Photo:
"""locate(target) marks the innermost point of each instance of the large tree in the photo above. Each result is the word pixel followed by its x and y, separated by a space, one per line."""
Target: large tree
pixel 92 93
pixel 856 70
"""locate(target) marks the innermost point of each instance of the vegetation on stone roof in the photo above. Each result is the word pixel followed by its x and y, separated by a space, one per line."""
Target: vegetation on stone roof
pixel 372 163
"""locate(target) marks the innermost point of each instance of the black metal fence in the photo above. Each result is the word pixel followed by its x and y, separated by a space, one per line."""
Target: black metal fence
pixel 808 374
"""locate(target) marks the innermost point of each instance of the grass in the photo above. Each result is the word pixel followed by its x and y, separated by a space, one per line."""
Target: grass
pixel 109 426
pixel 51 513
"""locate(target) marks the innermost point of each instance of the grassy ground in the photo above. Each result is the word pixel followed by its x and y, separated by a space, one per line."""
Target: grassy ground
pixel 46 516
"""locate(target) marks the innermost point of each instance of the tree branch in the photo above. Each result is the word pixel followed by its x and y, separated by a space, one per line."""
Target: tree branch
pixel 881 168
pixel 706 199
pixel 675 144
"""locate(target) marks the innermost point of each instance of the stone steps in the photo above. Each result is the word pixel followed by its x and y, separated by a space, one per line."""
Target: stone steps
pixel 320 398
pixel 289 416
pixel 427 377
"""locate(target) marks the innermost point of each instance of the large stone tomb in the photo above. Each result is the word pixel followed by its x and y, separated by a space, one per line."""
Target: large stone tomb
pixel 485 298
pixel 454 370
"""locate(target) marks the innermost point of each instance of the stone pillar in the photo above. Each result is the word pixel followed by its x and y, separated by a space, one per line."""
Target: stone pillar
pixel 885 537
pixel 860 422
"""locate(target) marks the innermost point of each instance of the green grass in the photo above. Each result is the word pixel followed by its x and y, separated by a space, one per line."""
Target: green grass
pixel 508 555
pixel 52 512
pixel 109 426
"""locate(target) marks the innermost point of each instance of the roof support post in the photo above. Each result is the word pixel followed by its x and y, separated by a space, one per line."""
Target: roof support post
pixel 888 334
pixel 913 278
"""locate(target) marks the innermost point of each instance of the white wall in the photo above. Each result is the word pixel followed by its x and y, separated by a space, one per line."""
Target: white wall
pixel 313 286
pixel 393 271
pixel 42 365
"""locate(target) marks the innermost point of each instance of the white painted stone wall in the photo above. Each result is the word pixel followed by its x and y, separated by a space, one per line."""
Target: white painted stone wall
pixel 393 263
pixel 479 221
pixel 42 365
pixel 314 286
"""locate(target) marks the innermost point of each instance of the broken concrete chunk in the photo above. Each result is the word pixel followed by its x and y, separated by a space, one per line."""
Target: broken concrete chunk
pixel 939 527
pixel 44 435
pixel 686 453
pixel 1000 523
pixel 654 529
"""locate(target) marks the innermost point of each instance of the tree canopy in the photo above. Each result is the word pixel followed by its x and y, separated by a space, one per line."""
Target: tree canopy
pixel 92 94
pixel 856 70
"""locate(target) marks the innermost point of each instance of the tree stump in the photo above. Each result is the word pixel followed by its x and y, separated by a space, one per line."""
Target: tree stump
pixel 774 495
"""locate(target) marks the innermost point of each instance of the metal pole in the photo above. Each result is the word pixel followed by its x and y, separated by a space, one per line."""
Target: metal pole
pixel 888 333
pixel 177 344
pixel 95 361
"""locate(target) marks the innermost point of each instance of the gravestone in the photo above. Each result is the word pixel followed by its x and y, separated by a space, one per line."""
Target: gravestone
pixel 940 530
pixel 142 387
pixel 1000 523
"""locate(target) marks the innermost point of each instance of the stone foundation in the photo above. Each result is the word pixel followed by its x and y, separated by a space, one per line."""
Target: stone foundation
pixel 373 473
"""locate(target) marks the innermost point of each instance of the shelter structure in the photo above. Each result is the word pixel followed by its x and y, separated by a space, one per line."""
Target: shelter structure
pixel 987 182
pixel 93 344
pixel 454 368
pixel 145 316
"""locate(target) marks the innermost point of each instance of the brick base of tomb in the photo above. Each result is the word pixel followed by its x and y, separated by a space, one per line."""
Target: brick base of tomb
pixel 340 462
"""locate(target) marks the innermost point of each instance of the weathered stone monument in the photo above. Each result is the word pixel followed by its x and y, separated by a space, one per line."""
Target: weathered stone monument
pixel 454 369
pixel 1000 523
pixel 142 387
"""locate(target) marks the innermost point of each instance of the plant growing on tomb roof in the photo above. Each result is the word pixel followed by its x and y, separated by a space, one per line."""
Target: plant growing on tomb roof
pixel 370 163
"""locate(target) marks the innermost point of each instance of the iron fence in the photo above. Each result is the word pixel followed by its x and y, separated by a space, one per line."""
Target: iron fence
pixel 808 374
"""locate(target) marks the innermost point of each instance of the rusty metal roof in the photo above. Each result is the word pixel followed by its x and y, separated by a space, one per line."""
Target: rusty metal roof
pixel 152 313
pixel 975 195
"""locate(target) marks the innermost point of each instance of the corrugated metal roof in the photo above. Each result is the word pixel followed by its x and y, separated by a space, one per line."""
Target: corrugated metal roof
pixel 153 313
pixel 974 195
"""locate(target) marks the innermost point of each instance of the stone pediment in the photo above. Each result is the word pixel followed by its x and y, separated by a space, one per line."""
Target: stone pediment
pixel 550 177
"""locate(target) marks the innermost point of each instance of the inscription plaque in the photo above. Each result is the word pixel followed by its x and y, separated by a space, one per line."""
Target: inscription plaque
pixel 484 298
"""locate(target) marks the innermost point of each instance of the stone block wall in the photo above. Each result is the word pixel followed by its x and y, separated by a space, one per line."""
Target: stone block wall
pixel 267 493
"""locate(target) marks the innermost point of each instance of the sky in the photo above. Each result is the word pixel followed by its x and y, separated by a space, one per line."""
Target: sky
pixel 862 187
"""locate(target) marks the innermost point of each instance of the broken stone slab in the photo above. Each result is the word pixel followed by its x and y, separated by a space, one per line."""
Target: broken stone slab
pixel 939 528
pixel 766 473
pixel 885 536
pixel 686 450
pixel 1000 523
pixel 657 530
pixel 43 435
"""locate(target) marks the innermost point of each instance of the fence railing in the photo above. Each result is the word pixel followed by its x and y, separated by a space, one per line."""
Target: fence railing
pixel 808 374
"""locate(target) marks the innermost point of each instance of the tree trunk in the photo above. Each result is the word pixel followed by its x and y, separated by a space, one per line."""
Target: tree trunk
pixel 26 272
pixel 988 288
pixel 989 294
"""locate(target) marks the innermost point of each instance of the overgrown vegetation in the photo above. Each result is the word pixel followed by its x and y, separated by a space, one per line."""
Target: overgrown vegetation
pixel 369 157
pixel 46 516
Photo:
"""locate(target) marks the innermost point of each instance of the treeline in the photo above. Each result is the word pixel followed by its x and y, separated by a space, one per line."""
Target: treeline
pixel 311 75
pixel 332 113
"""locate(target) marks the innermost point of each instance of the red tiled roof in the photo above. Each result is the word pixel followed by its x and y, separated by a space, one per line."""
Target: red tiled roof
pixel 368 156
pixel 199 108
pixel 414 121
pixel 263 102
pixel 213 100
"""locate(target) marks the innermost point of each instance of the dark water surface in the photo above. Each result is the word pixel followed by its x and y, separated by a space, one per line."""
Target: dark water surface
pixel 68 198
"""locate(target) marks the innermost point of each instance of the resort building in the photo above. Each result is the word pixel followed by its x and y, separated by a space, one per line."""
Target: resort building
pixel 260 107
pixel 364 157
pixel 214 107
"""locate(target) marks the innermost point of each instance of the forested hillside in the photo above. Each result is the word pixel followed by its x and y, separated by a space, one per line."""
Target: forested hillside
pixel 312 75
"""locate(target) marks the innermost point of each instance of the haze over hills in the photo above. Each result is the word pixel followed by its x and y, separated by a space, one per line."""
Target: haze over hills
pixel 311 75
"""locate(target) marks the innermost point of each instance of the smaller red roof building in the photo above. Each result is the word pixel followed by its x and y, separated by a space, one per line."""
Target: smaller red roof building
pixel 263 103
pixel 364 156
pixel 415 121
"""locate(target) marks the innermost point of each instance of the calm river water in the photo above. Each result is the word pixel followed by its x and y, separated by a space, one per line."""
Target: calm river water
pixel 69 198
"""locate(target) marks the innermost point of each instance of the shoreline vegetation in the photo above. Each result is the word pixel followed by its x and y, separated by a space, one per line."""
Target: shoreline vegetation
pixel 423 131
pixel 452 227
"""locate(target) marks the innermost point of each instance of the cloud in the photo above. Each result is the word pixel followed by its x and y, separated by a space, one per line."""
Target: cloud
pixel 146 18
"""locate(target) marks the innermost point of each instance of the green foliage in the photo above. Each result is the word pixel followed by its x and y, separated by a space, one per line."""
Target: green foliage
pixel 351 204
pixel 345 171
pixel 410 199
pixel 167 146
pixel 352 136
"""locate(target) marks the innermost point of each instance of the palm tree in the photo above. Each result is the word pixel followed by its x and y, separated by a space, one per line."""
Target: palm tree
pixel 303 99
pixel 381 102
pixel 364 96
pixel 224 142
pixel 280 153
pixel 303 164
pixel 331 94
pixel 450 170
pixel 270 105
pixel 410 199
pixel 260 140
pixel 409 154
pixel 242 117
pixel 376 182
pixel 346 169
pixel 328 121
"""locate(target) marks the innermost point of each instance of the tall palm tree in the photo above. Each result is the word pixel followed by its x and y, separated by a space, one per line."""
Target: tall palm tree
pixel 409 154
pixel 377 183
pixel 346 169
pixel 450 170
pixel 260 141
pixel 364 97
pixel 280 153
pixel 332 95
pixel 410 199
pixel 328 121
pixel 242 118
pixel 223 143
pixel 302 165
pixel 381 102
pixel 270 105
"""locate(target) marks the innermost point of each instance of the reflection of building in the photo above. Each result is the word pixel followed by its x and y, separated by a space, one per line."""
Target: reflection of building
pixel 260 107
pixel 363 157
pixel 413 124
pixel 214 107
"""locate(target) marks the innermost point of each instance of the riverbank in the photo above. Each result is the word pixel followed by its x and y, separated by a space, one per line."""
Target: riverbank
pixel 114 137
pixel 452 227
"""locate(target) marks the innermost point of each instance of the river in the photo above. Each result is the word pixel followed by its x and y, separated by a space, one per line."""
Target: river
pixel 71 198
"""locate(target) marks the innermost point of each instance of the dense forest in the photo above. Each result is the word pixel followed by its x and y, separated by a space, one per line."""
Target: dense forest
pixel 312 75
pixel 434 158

· · · · ·

Take the line above containing "the white painted", the line containing "of the metal", and all lines in between, and copy them exactly without anything else.

"""locate(target) marks the innermost point of each instance of the white painted stone wall in the photo above. Each result is the word pixel followed by its x and y, separated by a space, one per line."""
Target: white painted stone wall
pixel 393 263
pixel 479 221
pixel 42 365
pixel 314 286
"""locate(target) marks the innermost point of each instance of the broken concrete chunk in the photo above. Each result is the word pixel followed by its x and y, separated by a space, one per line."""
Target: broken concrete chunk
pixel 939 527
pixel 44 435
pixel 686 453
pixel 1000 523
pixel 654 529
"""locate(target) marks the innermost point of each instance of the tree canopy in the photo above. Each result is the word pixel followed by its x and y, separated by a space, one per line."""
Target: tree canopy
pixel 92 94
pixel 856 70
"""locate(target) marks the innermost point of each instance of the tree stump in the photo above. Each result is the word pixel followed by its x and y, separated by a space, one per line."""
Target: tree stump
pixel 774 495
"""locate(target) marks the innermost point of each instance of the metal pole in the photo above. Each result is the word pixel followed by its x and y, separated by a space, one per line."""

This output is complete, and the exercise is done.